Data items
☆ ☆ ☆

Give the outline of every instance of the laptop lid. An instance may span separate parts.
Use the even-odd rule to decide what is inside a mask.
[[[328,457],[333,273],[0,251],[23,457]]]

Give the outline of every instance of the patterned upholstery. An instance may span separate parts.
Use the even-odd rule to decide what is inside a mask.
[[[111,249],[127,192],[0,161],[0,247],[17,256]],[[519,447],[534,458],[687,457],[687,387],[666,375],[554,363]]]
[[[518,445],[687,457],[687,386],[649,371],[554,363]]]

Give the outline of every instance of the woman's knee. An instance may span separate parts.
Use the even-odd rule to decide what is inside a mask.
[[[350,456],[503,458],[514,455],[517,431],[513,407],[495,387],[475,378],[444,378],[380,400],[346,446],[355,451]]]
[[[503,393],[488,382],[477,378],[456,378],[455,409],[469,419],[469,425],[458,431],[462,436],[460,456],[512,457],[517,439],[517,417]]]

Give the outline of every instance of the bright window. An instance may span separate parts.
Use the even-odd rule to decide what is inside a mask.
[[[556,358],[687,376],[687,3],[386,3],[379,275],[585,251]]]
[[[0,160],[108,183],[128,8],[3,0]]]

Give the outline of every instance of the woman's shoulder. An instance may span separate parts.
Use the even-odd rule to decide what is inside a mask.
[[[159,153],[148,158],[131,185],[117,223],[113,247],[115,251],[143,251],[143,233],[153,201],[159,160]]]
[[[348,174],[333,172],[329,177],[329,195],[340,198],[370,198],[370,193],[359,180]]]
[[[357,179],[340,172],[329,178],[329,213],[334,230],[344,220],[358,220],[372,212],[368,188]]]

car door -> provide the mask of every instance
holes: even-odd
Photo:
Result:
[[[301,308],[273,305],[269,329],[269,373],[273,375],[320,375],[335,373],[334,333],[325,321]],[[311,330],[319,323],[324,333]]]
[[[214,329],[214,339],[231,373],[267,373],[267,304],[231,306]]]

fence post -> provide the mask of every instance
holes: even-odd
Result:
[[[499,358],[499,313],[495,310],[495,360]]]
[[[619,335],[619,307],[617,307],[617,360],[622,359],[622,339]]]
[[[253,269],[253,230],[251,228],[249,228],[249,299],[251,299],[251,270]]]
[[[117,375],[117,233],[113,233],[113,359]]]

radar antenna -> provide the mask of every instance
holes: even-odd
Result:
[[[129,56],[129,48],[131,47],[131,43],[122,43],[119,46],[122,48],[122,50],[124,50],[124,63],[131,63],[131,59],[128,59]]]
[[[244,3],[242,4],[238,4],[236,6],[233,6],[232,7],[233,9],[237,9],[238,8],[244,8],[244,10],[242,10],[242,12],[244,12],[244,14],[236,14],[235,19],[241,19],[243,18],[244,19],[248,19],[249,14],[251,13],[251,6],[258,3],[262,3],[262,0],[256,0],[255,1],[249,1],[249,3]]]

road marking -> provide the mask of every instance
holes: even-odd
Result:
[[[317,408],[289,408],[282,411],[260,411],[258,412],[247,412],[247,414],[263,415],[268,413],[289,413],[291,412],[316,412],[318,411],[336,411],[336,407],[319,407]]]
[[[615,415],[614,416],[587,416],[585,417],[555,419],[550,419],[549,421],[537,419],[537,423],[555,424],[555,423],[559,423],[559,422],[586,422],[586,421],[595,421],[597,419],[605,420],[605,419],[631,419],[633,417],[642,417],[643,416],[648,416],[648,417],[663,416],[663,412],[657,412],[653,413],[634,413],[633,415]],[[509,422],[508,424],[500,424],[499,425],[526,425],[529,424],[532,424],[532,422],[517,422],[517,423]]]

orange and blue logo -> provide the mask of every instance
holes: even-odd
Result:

☆ ☆ ☆

| Written instruction |
Identify every line in the items above that contains the string "provide", and copy each of those lines.

| Solution |
car door -> provide the mask of every instance
fence post -> provide the mask of every instance
radar antenna -> provide the mask of every instance
road marking -> provide the mask of every instance
orange and blue logo -> provide the mask of every instance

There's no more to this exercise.